* 本文抜粋 *
【インタビュー】自動運転領域での採用、社内変革でエンジニアを引き寄せる HCCR社の同領域専門ヘッドハンターに聞く

トヨタTRIのCEO起用、業界の好例に



自動運転ラボのインタビューに応じるHCCR株式会社の浜野氏(左)と中里氏(右)=撮影:自動運転ラボ

自動運転開発。それはいま大手メーカーにとっては、勝ち抜くため、そして生き抜くためにも、必ず取り組まなければいけないものと言っても過言ではない。そしてスタートアップやべンチャーにとっては、成り上がるビッグチャンスであり、下克上の好機だ。

しかしそんなムードの中、自動運転領域に携わるほぼ全ての企業が頭を抱えている問題がある。人材採用だ。


日本国内の自動車業界には群を抜く優秀なエンジニアが相当数いる。ただ自動運転を実現させるには自動車エンジニアだけではなく、AI(人工知能)や通信、ソフト開発などに長けたエンジニアも必要だ。

* 一覧 *

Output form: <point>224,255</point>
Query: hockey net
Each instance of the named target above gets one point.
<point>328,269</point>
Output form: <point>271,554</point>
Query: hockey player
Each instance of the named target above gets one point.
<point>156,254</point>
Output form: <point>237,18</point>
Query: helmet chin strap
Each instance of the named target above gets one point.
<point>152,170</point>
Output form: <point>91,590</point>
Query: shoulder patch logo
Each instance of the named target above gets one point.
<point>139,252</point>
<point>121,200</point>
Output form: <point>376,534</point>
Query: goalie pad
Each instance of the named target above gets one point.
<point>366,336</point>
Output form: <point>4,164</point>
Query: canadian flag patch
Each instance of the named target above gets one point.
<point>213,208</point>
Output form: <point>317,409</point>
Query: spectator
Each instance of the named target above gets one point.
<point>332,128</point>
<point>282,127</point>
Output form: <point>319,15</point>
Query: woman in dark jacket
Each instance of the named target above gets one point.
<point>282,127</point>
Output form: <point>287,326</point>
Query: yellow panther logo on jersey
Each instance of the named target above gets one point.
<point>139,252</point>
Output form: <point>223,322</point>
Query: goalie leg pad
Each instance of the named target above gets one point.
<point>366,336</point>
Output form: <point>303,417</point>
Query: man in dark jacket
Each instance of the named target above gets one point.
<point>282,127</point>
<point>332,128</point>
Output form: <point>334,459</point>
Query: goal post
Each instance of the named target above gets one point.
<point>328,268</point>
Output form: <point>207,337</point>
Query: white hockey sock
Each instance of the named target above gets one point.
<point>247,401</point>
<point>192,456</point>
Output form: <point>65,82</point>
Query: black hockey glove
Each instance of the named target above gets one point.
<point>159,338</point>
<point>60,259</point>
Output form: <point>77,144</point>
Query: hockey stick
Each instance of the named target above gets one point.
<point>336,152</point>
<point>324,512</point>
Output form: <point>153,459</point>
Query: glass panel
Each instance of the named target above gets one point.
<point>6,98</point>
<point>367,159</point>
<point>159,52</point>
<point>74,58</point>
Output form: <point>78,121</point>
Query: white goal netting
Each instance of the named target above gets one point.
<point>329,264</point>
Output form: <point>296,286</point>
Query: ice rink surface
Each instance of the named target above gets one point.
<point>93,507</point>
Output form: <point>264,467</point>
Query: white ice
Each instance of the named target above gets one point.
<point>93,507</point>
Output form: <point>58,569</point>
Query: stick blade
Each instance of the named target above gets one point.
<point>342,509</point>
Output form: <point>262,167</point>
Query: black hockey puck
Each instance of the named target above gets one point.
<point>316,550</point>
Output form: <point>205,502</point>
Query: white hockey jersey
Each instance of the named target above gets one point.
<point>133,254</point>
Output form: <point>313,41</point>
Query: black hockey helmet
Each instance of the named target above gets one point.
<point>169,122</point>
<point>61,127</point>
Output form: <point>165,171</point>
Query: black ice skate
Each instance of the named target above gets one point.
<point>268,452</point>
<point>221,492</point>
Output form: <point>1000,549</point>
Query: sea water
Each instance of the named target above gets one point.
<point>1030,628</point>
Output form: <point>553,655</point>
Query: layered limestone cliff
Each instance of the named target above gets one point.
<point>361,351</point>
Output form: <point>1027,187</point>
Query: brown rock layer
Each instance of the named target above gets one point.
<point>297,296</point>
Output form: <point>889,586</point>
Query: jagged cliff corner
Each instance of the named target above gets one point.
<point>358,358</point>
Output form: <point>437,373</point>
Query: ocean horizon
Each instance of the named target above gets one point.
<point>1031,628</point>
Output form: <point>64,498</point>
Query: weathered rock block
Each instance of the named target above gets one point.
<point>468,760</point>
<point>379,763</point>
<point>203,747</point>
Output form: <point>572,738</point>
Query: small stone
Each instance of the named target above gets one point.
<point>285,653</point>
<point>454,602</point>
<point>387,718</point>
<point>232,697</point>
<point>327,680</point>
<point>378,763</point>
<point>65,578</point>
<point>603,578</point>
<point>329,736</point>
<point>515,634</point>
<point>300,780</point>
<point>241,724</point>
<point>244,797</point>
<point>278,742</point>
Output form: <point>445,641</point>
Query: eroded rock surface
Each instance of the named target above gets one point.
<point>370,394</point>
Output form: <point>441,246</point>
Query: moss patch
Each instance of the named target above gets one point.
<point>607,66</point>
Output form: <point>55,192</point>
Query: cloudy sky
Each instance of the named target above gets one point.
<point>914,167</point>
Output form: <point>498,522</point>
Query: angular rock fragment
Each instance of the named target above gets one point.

* 課題一覧 *
1 – 自動運転の採用に関する記事から、「しかしそんなムードの中、自動運転領域に携わるほぼ全ての企業が頭を抱えている問題がある。」という一文を英語にしてください。
2 – 自動運転の採用に関する記事の「トヨタTRIのCEO起用、業界の好例に」から「に長けたエンジニアも必要だ。」までを、一字も変えずに書き写してください。

* 解答 *
1 – However, amid this mood, there is a problem that almost every company involved in the self-driving field is struggling with.

2 –
トヨタTRIのCEO起用、業界の好例に



自動運転ラボのインタビューに応じるHCCR株式会社の浜野氏(左)と中里氏(右)=撮影:自動運転ラボ

自動運転開発。それはいま大手メーカーにとっては、勝ち抜くため、そして生き抜くためにも、必ず取り組まなければいけないものと言っても過言ではない。そしてスタートアップやべンチャーにとっては、成り上がるビッグチャンスであり、下克上の好機だ。

しかしそんなムードの中、自動運転領域に携わるほぼ全ての企業が頭を抱えている問題がある。人材採用だ。


日本国内の自動車業界には群を抜く優秀なエンジニアが相当数いる。ただ自動運転を実現させるには自動車エンジニアだけではなく、AI(人工知能)や通信、ソフト開発などに長けたエンジニアも必要だ。